Goal
Only the lines starting at the one that contains "Indicate the rock striation" and running to the end should be repeated, exactly as written.

----- Excerpted records -----

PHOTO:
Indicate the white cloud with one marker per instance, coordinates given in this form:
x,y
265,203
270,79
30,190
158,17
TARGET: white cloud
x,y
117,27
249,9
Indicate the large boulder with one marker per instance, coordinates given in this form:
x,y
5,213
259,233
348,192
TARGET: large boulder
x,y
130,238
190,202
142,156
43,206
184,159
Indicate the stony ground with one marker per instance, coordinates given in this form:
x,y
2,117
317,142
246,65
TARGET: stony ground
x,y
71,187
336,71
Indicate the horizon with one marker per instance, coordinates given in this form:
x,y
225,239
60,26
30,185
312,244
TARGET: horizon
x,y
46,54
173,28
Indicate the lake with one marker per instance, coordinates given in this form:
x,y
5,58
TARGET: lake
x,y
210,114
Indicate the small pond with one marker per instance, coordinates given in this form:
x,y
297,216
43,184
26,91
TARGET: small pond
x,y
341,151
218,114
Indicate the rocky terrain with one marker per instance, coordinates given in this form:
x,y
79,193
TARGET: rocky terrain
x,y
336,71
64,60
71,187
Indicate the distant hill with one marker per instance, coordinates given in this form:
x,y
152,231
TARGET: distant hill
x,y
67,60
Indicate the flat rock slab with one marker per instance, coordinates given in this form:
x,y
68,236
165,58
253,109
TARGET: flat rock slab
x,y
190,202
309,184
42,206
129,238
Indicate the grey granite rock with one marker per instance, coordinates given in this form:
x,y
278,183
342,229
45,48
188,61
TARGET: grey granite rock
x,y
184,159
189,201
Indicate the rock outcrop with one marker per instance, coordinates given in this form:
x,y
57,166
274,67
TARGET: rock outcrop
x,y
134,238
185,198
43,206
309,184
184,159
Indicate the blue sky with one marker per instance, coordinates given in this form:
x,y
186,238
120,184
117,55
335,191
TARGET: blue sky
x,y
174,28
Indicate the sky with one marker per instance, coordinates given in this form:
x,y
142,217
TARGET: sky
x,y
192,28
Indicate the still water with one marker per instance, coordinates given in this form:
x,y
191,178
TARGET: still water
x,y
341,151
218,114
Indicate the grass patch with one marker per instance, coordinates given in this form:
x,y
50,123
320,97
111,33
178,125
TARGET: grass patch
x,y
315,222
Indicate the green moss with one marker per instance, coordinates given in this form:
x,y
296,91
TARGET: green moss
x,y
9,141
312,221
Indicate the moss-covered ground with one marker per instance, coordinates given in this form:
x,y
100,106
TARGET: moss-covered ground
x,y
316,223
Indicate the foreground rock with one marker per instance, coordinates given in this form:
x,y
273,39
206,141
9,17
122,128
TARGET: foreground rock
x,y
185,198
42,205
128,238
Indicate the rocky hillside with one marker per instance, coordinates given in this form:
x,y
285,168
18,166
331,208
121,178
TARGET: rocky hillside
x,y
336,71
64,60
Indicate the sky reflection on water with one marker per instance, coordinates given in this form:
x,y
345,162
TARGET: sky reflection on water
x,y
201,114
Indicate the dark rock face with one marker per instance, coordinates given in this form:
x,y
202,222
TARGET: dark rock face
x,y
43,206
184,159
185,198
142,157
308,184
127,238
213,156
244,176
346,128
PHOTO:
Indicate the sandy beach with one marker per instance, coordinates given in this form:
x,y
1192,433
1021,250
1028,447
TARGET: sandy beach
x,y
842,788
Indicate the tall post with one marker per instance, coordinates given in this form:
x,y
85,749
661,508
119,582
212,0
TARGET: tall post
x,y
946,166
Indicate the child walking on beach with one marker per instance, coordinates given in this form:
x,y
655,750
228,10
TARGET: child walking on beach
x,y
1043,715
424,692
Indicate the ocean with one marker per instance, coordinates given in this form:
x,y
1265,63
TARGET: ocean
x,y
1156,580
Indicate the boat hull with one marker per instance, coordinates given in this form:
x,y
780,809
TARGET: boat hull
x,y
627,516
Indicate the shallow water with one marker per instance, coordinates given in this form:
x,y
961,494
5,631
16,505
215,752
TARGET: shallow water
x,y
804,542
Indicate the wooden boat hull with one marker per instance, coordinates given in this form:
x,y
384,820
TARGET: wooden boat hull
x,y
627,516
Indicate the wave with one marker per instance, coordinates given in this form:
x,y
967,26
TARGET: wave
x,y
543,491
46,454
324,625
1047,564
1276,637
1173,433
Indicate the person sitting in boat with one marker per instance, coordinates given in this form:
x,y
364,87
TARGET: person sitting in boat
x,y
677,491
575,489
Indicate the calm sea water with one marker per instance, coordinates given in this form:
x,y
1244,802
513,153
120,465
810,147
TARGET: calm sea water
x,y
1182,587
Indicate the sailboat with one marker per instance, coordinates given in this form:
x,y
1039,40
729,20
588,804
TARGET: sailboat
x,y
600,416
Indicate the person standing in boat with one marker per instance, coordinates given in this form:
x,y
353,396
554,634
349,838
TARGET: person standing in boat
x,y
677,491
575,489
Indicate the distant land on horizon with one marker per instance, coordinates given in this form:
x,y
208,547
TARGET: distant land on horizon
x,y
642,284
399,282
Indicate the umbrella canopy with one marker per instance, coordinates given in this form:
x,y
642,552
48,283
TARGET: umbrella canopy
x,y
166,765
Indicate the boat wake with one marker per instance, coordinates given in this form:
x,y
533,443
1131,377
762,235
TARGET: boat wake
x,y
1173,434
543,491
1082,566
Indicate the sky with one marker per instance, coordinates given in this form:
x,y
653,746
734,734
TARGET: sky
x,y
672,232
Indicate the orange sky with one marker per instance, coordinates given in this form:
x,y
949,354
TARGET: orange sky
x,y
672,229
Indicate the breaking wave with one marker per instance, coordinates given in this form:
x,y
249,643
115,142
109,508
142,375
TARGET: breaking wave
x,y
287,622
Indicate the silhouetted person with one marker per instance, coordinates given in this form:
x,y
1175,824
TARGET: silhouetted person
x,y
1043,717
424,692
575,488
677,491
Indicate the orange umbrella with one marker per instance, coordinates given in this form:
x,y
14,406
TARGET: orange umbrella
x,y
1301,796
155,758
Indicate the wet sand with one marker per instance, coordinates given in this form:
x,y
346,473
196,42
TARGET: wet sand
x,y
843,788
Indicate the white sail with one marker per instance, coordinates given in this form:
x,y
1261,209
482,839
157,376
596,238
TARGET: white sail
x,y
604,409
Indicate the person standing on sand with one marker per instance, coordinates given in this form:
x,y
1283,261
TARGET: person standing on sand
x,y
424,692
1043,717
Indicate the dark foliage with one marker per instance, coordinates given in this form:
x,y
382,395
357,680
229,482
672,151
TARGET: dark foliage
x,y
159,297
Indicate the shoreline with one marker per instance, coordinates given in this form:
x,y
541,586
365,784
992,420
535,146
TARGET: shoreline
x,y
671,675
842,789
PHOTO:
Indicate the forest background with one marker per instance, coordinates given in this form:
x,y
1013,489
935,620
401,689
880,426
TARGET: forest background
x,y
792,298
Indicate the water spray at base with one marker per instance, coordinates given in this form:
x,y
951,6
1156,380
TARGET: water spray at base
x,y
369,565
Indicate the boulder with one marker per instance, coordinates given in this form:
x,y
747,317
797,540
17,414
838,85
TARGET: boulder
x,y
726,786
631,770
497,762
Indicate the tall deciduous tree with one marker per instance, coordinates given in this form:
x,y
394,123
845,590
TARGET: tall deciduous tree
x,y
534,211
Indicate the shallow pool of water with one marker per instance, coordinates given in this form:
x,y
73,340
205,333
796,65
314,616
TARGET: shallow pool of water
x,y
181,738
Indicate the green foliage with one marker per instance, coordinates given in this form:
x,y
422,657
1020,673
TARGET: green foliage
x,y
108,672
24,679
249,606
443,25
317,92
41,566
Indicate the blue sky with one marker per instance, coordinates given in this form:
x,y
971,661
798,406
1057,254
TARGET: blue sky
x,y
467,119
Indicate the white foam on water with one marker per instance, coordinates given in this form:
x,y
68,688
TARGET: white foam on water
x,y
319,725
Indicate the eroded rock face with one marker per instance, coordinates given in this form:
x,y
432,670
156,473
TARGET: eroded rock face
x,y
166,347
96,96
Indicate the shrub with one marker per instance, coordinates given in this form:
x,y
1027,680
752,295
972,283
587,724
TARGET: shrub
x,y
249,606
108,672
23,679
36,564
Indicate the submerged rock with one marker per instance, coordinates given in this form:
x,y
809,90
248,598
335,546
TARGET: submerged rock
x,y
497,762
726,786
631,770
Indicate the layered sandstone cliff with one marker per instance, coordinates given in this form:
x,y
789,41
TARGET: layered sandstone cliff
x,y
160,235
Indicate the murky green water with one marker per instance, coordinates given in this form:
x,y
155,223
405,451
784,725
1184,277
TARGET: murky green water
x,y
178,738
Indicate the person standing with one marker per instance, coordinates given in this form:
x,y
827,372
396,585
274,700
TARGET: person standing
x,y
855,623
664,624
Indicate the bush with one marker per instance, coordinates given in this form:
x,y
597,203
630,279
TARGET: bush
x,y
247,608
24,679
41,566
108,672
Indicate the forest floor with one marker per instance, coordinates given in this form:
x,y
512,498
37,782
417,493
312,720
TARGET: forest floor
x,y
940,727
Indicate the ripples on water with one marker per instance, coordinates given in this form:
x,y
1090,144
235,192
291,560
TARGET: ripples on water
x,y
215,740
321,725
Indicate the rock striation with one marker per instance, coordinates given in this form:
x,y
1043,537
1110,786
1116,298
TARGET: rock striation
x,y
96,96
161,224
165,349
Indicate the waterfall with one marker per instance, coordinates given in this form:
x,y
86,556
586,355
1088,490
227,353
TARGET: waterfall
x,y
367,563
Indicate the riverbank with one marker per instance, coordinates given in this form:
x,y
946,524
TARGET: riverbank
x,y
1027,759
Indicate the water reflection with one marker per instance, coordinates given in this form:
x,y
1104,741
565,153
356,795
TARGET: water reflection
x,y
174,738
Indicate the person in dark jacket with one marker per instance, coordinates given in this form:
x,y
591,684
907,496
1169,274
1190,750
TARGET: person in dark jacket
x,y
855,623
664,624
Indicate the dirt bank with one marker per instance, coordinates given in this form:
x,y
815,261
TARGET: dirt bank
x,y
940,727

-----

Expected output
Indicate the rock striation with one marker per instance, coordinates given in this form:
x,y
1043,537
1110,786
1116,298
TARGET: rock striation
x,y
96,96
161,224
165,349
Indicate the waterfall with one marker per instance, coordinates given in this form:
x,y
86,556
586,355
1088,490
227,353
TARGET: waterfall
x,y
367,563
Indicate the riverbank with one marker per instance, coordinates given in this form:
x,y
946,524
TARGET: riverbank
x,y
1027,759
Indicate the water reflection with one marker per instance, coordinates given in this form:
x,y
1104,741
565,153
356,795
TARGET: water reflection
x,y
174,738
Indicate the person in dark jacket with one marker per instance, coordinates given in this form:
x,y
591,684
907,496
1169,274
1190,750
TARGET: person in dark jacket
x,y
855,623
664,624
Indicate the dirt bank with one marker per instance, coordinates given in this form:
x,y
815,261
TARGET: dirt bank
x,y
940,727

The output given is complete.